◆ Extract provided:

Please don't try and tell me what I mean. I know what I meant when I wrote it.
I didn't tell you
what you meant - I told you what you
said ... and what I inferred from that.
Sorry for the confusion.
If there is no uncertainty in your mind, please feel free to state as much.
The reason I know that is because I'm the one who wrote it and I wrote what I meant. If I had a question I would have, in fact, stated it explicitly. There was no inherent question hidden within my straightforward statement. The reason there was no inherent question is that I know full well that despite the reasonings, rationales, and various and sundry opinions, there is no definitive answer to the question of whether the Senate has the authority to convict and remove from office someone who no longer holds the office. It's never been done, it's never been tested to get a definitive answer.
How would you "test" something which SCOTUS says is non-justiciable ?
I'm aware. Thank you, though.
You're quite welcome.
He wasn't convicted, by the way. So there was no precedent set for removing someone from office after they already no longer hold the office.
The Senate does not need a "precedent" in order to exercise an Authority or Power which it inherently has.
The matter is non-justiciable, per SCOTUS in
Nixon v. US (1993) -
that is the controlling precedent.
It's certainly a valid opinion, but it's not the only opinion nor the definitive opinion, as you alluded to with, "I wouldn't want to bet on which way it will go..."
It's only a matter of whether the Senate has the
political will to exercise their Authority.
The definitive opinion in this case will be what the Senate,
as a body, decides to do.
That is as it should be - since impeachment is a
political act.
And it may end up being correct. But we don't know until it happens and either is or is not challenged.
How ya gonna "challenge" something that SCOTUS precedent says is non-justiciable ?
The Constitution makes it very clear that the president (and other civil officeholders) shall be removed from office upon Senate conviction for impeachment, and it also makes quite clear that Senate judgment cannot extend beyond removal from office (plus prohibition from holding future office, if the Senate so chooses). But the Constitution makes no mention of conviction and removal from office someone who is already out of office.
So what ?
You're really focused on the incorrect thing (
the consequence of a conviction vs.
the actions that the conviction resulted from):
The Senate has the power to try and convict on a set of charges - and then deliver a sentence. This is a
political act.
If the sentence is 1. removal from office
and 2. disqualification from future office, then the first is moot (of no practical importance or consequence; irrelevant in a practical sense) for people who no longer hold office - since the party is
already gone - while the second remains quite relevant.
However, where an individual still holds office, they are removed
first (because the first step is to
remove them from office) ... and then the disqualification occurs.
These are two separate steps.
One happens
before the other.
Such a judgement, it would seem, is outside the scope of the Constitution and calls into question the constitutional authority of the Senate to make that judgement. The Senate certainty has the authority to hold a trial, but they are tightly constrained in what they can do with it. One of the things they cannot do is remove someone from an office that the person on trial does not hold.

◆ Objective 1: Find every line in the listing that contains the word "hand", and copy those lines. Case counts.

◆ Data:
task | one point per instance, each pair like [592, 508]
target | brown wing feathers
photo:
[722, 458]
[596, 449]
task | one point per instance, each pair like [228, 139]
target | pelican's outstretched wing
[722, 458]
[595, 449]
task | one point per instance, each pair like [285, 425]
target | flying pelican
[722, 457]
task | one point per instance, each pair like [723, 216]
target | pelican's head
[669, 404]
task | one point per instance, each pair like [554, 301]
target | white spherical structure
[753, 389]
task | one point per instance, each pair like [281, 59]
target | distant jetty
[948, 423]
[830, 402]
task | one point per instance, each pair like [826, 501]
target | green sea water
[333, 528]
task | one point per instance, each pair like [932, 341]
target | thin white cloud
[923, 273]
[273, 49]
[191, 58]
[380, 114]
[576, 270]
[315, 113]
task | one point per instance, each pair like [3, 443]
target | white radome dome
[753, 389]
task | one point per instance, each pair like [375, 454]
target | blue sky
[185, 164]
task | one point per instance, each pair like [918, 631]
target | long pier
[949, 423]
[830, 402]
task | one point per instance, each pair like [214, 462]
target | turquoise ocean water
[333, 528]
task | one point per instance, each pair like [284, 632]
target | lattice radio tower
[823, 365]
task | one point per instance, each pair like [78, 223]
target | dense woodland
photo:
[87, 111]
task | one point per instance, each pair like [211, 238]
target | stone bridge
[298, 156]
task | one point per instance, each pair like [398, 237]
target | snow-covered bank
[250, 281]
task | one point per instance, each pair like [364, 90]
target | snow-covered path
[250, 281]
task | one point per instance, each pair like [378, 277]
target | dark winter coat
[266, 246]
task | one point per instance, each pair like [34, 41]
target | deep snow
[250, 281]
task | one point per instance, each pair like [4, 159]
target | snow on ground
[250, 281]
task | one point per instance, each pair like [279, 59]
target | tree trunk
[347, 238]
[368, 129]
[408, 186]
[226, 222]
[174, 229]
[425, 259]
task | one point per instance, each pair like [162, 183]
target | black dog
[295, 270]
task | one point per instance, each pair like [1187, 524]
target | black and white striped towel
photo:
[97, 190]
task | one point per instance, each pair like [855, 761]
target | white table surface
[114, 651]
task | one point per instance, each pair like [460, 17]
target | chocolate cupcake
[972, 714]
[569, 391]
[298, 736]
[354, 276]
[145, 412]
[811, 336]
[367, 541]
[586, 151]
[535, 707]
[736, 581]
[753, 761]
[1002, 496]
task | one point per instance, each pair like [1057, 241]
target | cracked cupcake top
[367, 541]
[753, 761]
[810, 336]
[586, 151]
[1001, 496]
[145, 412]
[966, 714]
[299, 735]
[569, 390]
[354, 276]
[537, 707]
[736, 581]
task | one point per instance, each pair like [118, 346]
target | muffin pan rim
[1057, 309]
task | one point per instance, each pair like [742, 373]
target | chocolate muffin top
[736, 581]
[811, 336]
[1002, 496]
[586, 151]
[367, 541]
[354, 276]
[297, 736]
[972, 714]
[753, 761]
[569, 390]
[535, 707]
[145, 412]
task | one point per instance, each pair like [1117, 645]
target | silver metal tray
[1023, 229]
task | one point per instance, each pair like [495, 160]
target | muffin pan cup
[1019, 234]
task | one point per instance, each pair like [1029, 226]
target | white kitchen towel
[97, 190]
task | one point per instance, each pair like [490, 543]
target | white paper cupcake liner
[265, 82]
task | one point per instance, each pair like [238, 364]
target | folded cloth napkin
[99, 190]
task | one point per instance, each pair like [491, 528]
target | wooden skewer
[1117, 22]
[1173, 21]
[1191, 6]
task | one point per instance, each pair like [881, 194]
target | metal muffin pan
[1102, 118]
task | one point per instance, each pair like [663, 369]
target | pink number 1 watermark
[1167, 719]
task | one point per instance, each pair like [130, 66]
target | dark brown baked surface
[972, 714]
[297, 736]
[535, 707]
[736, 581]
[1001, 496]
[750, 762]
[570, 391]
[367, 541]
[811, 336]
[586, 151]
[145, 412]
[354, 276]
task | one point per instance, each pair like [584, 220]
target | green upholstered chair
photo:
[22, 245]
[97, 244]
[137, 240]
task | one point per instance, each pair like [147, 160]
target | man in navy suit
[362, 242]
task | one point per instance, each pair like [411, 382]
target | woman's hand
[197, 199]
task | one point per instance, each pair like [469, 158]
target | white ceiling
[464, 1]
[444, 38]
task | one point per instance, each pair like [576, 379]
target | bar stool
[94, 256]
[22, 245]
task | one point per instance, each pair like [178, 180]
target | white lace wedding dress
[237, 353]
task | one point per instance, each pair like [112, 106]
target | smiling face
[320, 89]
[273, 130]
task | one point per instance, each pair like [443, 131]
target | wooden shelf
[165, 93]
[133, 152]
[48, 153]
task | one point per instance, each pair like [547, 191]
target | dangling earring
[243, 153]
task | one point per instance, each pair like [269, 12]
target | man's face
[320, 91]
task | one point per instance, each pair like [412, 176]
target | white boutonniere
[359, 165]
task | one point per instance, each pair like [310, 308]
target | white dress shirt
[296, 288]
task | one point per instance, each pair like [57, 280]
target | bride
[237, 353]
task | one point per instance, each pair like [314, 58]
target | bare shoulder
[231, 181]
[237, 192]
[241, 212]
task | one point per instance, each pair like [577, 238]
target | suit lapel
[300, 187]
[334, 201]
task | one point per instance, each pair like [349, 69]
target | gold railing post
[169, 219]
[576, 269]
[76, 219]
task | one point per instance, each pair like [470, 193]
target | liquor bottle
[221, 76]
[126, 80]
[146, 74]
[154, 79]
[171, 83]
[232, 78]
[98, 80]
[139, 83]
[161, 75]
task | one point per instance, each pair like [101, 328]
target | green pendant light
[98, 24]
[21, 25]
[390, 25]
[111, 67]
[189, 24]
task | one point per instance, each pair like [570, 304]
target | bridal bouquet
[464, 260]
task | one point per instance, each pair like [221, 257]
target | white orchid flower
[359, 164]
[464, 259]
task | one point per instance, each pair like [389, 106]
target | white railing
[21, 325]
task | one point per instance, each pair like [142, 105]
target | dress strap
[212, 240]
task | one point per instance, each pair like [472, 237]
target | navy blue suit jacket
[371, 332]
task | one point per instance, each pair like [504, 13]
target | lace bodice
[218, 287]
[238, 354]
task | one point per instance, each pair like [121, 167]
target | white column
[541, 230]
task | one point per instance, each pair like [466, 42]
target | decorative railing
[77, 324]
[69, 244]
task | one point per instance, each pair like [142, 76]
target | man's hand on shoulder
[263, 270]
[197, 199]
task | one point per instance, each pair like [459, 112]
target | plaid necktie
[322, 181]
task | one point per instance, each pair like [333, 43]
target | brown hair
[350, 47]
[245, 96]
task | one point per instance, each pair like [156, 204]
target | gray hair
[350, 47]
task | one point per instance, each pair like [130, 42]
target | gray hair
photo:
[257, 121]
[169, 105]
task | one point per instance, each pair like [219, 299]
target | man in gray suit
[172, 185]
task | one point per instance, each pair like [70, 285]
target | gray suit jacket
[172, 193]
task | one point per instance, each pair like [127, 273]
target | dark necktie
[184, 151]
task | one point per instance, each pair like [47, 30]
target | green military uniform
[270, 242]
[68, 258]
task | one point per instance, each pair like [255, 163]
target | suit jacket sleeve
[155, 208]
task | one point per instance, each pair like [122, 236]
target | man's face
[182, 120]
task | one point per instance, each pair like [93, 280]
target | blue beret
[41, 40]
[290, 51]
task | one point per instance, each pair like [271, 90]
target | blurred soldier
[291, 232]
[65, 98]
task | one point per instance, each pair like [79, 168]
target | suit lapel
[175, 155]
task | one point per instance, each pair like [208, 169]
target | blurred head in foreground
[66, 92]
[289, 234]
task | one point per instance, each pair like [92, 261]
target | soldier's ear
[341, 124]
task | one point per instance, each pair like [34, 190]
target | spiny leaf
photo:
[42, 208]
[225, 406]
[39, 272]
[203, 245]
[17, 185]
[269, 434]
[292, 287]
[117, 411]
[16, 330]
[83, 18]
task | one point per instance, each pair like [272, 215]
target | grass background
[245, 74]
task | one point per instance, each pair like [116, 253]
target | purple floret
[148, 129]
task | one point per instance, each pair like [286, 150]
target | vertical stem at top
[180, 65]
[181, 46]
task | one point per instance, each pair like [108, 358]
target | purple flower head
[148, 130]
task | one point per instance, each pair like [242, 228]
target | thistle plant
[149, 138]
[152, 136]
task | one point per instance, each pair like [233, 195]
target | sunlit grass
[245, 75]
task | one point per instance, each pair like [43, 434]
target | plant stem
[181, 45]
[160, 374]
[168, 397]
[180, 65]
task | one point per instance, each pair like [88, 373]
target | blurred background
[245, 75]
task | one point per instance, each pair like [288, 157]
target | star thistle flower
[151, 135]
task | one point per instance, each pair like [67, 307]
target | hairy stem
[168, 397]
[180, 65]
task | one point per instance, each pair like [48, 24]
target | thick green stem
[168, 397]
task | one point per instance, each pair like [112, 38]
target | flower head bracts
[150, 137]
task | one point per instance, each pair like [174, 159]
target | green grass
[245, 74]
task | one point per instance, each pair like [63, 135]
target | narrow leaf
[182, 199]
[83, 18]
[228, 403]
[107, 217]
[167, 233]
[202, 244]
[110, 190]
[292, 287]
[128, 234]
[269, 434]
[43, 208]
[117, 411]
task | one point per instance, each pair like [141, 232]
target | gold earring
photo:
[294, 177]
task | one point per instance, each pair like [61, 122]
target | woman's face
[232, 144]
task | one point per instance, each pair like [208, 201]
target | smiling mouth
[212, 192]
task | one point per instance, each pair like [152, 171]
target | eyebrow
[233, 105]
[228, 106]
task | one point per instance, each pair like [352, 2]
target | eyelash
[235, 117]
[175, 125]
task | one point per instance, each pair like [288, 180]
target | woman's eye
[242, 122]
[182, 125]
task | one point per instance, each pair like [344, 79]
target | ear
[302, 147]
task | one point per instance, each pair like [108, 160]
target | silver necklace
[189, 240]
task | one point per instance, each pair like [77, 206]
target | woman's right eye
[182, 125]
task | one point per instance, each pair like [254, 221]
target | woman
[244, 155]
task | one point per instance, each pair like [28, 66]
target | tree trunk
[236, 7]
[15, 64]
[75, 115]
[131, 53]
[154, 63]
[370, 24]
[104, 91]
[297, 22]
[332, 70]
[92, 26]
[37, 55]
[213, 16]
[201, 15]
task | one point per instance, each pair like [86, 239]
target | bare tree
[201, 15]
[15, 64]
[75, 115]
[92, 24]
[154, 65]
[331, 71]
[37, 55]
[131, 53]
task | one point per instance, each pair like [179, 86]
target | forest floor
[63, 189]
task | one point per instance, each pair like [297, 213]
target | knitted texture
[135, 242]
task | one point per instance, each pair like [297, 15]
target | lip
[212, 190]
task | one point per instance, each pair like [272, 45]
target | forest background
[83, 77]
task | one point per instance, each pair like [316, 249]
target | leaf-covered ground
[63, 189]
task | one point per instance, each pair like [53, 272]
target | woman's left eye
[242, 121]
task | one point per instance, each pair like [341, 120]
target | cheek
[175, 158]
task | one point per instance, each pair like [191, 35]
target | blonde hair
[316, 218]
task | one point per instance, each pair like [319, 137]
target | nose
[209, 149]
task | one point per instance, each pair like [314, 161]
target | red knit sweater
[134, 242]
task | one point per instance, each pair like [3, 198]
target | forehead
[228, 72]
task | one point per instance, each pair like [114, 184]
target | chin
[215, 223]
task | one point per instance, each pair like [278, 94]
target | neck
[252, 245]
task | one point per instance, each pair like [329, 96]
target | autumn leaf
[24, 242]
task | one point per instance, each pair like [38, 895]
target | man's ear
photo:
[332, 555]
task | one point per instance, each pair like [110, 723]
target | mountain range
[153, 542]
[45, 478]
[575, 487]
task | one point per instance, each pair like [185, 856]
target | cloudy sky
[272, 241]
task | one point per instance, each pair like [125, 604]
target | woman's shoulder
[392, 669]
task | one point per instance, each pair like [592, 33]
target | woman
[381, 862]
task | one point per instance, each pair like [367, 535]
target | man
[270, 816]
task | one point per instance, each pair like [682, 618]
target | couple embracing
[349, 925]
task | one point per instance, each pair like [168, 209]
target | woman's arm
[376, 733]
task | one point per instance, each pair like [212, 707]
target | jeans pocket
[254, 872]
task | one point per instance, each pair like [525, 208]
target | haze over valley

◆ Objective 2: Write out the stretch of the impeachment debate from "Please don't try" through "for the confusion." again, swapping "inferred" for "gathered".

◆ Task result 1:
target | woman's hand
target | man's hand on shoulder

◆ Task result 2:
Please don't try and tell me what I mean. I know what I meant when I wrote it.
I didn't tell you
what you meant - I told you what you
said ... and what I gathered from that.
Sorry for the confusion.